**Task objective:** Can you copy, word for word, the lines of the listing below, starting at the line containing "According to our records, the dark hair" and ending at the line containing "[12,36,82,231]", with both of those lines included?

**Stored records:**

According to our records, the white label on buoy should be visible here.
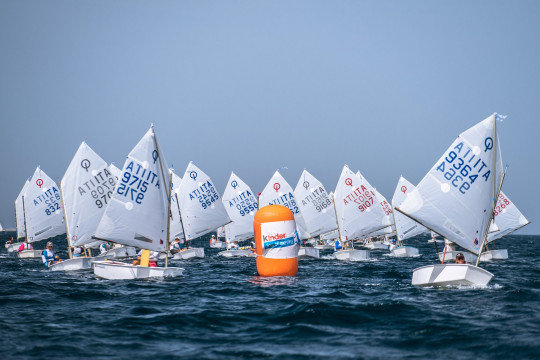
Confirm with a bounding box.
[261,220,300,259]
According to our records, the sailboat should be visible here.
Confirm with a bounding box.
[334,165,388,260]
[6,179,30,253]
[391,176,428,257]
[218,172,258,257]
[357,188,395,250]
[174,162,231,259]
[294,170,337,258]
[210,226,230,249]
[259,170,309,253]
[396,114,504,286]
[18,166,65,258]
[93,126,184,280]
[480,191,531,261]
[49,141,117,271]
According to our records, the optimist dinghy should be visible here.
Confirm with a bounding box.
[16,166,65,259]
[218,172,259,257]
[174,162,231,260]
[49,141,120,271]
[391,176,428,257]
[93,126,184,280]
[396,114,504,286]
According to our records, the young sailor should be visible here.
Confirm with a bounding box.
[73,246,83,257]
[19,239,34,252]
[41,241,58,267]
[169,238,182,254]
[334,239,341,252]
[99,242,111,254]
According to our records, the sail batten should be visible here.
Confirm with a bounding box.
[94,127,170,251]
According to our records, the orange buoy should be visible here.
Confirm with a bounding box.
[253,205,300,276]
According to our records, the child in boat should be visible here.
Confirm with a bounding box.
[41,241,60,267]
[334,239,342,252]
[456,253,465,264]
[19,239,34,252]
[169,238,182,254]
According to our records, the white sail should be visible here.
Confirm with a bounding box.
[216,226,225,239]
[95,127,169,251]
[218,172,258,243]
[15,179,30,239]
[60,141,116,246]
[396,115,503,254]
[488,191,530,241]
[259,171,309,239]
[392,176,428,241]
[334,165,389,240]
[169,170,184,242]
[178,162,231,240]
[23,166,66,242]
[109,163,122,182]
[294,170,337,237]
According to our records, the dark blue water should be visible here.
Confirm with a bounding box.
[0,232,540,360]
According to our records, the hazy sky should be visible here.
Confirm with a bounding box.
[0,0,540,234]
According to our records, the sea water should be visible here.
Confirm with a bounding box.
[0,235,540,360]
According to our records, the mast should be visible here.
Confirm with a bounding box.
[152,125,172,267]
[332,196,341,250]
[476,116,506,266]
[21,195,28,241]
[390,201,402,245]
[58,186,73,259]
[174,194,187,249]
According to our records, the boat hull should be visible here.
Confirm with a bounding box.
[391,246,420,257]
[173,248,204,260]
[6,242,22,252]
[17,250,43,259]
[313,245,334,250]
[412,264,493,287]
[94,261,184,280]
[49,257,95,271]
[439,251,477,264]
[334,249,369,261]
[218,250,257,257]
[99,246,137,259]
[298,246,320,259]
[480,249,508,261]
[364,243,389,250]
[210,241,227,249]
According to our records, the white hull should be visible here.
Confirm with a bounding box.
[334,249,369,260]
[313,245,334,250]
[99,246,137,259]
[391,246,420,257]
[412,264,493,286]
[94,261,184,280]
[218,250,257,257]
[210,241,227,249]
[6,242,22,252]
[173,248,204,260]
[363,243,388,250]
[298,246,320,259]
[17,250,43,259]
[480,249,508,261]
[49,257,95,271]
[439,251,477,264]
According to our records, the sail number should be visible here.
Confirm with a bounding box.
[436,143,491,194]
[116,171,148,204]
[45,193,60,216]
[493,194,512,216]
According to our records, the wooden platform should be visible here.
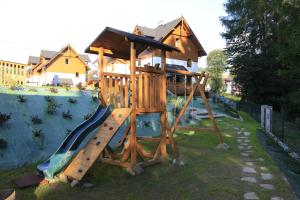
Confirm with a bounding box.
[64,108,131,180]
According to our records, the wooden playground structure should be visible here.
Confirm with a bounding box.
[64,27,223,180]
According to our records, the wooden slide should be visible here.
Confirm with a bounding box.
[64,108,131,181]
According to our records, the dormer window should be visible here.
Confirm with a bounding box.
[175,37,180,48]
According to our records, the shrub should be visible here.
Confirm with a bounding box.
[17,95,27,103]
[45,96,54,102]
[0,138,7,149]
[31,115,43,124]
[28,88,38,92]
[65,129,72,135]
[92,96,98,102]
[49,87,58,93]
[83,113,92,120]
[62,110,72,119]
[32,129,43,138]
[32,129,44,149]
[0,112,11,126]
[76,82,84,90]
[46,97,60,115]
[68,98,77,104]
[144,121,151,127]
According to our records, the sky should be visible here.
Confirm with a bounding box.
[0,0,226,67]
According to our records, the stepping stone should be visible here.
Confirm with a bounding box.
[260,166,269,171]
[243,131,251,136]
[260,173,273,181]
[240,142,249,146]
[241,153,249,157]
[244,192,259,200]
[243,167,256,174]
[241,176,257,183]
[246,162,254,166]
[259,184,274,190]
[237,136,248,139]
[270,197,284,200]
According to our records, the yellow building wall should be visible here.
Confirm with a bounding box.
[0,60,26,85]
[46,49,86,75]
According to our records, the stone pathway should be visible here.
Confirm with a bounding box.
[235,129,283,200]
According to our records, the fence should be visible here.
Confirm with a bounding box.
[237,101,300,154]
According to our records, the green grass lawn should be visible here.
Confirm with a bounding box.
[0,113,295,200]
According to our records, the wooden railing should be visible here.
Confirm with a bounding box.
[102,67,164,112]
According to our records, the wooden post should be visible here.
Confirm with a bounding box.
[195,74,224,144]
[130,42,137,172]
[98,47,106,106]
[160,50,167,161]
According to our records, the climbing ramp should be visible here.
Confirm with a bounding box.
[64,108,131,180]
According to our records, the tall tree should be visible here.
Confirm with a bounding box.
[207,49,227,94]
[221,0,300,116]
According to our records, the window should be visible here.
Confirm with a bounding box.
[175,37,180,47]
[187,58,192,67]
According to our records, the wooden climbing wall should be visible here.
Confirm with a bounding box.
[64,108,131,180]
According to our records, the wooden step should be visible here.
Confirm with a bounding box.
[64,108,131,180]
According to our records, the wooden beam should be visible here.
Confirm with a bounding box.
[195,75,224,144]
[177,126,215,132]
[98,48,107,106]
[129,42,137,171]
[167,69,204,76]
[90,47,113,55]
[160,50,167,161]
[171,84,198,135]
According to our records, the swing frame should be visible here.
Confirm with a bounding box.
[167,69,224,149]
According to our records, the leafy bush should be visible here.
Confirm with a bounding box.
[0,138,7,149]
[31,115,43,124]
[0,112,11,126]
[32,129,44,149]
[68,98,77,104]
[83,113,92,120]
[45,96,54,102]
[62,110,72,119]
[170,97,183,115]
[28,88,38,92]
[45,97,60,115]
[17,95,27,103]
[92,96,98,102]
[49,87,58,93]
[65,129,72,135]
[76,82,84,90]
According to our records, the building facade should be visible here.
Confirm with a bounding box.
[0,60,26,85]
[27,45,90,86]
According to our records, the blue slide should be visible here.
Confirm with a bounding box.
[37,105,111,178]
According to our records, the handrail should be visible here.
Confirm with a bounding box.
[167,69,205,76]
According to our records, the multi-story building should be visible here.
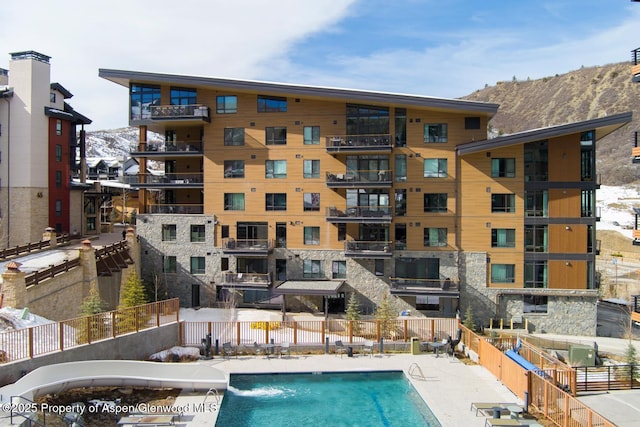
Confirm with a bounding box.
[99,69,631,334]
[0,51,95,247]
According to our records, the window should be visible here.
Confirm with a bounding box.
[265,127,287,145]
[424,159,447,178]
[424,193,447,212]
[303,160,320,178]
[491,194,516,213]
[264,193,287,211]
[424,123,448,142]
[524,261,547,288]
[303,126,320,145]
[216,95,238,114]
[162,224,176,242]
[424,227,447,247]
[491,264,516,283]
[303,193,320,212]
[258,95,287,113]
[393,154,407,182]
[129,84,160,120]
[491,157,516,178]
[264,160,287,178]
[169,87,198,105]
[302,259,324,279]
[224,193,244,211]
[522,295,548,313]
[524,225,547,252]
[162,255,178,273]
[331,261,347,279]
[304,227,320,245]
[190,256,205,274]
[464,117,480,130]
[524,190,549,217]
[491,228,516,248]
[224,128,244,146]
[191,224,205,243]
[224,160,244,178]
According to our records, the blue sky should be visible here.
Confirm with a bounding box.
[0,0,640,130]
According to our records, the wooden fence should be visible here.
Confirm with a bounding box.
[0,298,179,363]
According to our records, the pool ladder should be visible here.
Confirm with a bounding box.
[407,362,427,381]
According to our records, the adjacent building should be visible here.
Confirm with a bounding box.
[99,69,631,334]
[0,51,96,247]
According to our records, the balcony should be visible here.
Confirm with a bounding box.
[326,170,393,188]
[326,206,391,224]
[129,141,203,160]
[326,134,393,153]
[151,104,211,123]
[391,277,460,297]
[148,204,204,215]
[131,173,203,189]
[222,238,273,256]
[344,240,393,259]
[222,271,272,290]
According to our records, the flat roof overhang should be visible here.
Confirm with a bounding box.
[273,280,345,296]
[457,111,633,155]
[98,68,499,117]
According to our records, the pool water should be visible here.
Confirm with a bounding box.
[216,371,440,427]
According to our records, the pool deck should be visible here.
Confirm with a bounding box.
[176,353,522,427]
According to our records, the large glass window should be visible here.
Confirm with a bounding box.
[224,128,244,145]
[264,193,287,211]
[224,160,244,178]
[524,225,548,252]
[191,224,205,243]
[302,126,320,145]
[162,224,176,242]
[129,83,160,120]
[265,127,287,145]
[424,227,447,247]
[424,193,447,212]
[304,227,320,245]
[424,159,447,178]
[303,160,320,178]
[304,193,320,212]
[491,194,516,213]
[524,261,548,288]
[491,264,516,283]
[170,87,198,105]
[264,160,287,178]
[216,95,238,114]
[491,157,516,178]
[491,228,516,248]
[224,193,244,211]
[258,95,287,113]
[191,256,206,274]
[424,123,449,142]
[302,259,324,279]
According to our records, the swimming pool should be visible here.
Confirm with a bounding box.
[216,371,440,427]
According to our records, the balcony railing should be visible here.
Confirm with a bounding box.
[344,240,393,258]
[327,169,393,188]
[326,134,393,153]
[129,141,202,154]
[326,206,391,224]
[391,277,460,295]
[149,204,204,215]
[222,238,274,255]
[151,104,211,121]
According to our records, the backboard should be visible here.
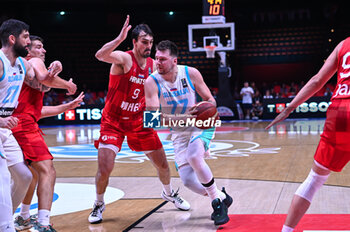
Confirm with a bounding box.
[188,23,235,52]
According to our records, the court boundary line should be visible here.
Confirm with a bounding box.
[123,201,168,232]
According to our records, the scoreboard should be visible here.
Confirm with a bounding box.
[203,0,225,16]
[202,0,226,24]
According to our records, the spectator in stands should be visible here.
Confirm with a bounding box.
[251,101,264,120]
[324,87,333,97]
[240,81,254,119]
[84,89,94,105]
[43,89,53,106]
[233,86,241,100]
[253,89,262,103]
[263,89,273,99]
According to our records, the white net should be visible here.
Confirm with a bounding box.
[204,46,216,58]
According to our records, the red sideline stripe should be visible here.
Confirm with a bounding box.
[156,126,249,133]
[217,214,350,232]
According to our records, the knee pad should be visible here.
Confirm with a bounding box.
[98,143,119,155]
[295,169,329,202]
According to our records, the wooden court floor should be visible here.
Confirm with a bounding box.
[18,120,350,232]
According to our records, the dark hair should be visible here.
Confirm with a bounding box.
[131,24,153,41]
[0,19,29,46]
[28,35,44,49]
[156,40,179,57]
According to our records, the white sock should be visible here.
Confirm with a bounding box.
[0,220,16,232]
[19,203,30,220]
[38,209,50,226]
[163,184,172,196]
[281,225,294,232]
[96,193,105,202]
[218,189,226,201]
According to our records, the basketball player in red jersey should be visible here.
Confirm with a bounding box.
[89,16,190,223]
[266,37,350,232]
[12,36,82,231]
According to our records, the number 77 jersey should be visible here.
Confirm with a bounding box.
[0,50,26,117]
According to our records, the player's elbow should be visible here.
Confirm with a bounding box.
[95,51,104,61]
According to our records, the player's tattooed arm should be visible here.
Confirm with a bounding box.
[24,77,51,92]
[188,67,216,106]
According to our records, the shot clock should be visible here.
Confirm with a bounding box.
[202,0,226,23]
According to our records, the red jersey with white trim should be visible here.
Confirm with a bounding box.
[331,37,350,100]
[102,51,153,121]
[12,83,44,133]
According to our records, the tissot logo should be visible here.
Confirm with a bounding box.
[267,102,331,113]
[56,108,102,121]
[64,110,75,121]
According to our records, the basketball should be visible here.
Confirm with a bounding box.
[195,101,219,129]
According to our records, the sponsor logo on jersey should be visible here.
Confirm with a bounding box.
[181,78,188,88]
[49,140,280,163]
[120,101,141,112]
[101,135,117,141]
[0,107,15,117]
[163,88,189,98]
[17,64,23,74]
[333,84,350,97]
[143,110,162,128]
[8,72,22,82]
[129,75,146,85]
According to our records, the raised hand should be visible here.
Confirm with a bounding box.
[0,116,19,130]
[68,92,85,110]
[265,108,293,130]
[47,60,63,77]
[67,78,77,95]
[118,15,131,41]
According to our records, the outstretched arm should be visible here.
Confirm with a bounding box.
[266,41,343,129]
[145,77,160,111]
[40,92,84,118]
[95,15,131,64]
[26,58,77,95]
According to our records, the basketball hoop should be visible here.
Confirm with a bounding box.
[204,45,217,58]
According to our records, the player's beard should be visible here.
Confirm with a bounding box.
[142,49,151,58]
[13,41,28,57]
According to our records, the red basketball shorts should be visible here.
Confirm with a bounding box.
[95,117,162,151]
[13,130,53,162]
[314,99,350,172]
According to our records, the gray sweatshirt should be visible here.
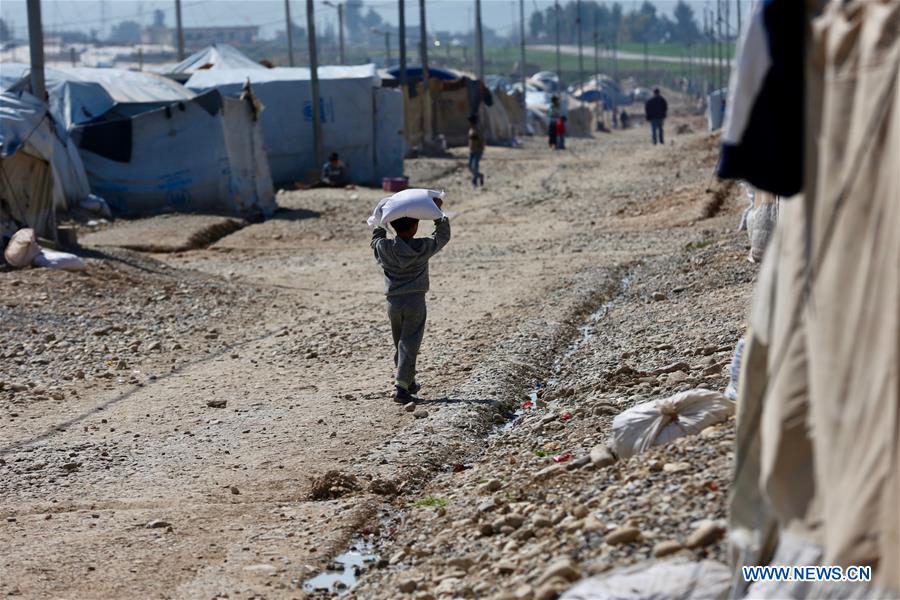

**Solution to the exercise:**
According to our records, the dark hair should be visible here.
Confirm with a bounding box.
[131,24,153,41]
[0,19,29,46]
[28,35,44,49]
[156,40,179,57]
According to our records, the white sock should be visible here.
Confirm with a bounding box.
[0,220,16,232]
[19,203,30,220]
[38,209,50,226]
[163,184,172,196]
[281,225,294,232]
[96,193,105,202]
[218,189,226,201]
According to our records, the basketball player in red jersey should be visible here.
Confirm with a bounding box.
[89,16,190,223]
[266,37,350,232]
[12,36,82,231]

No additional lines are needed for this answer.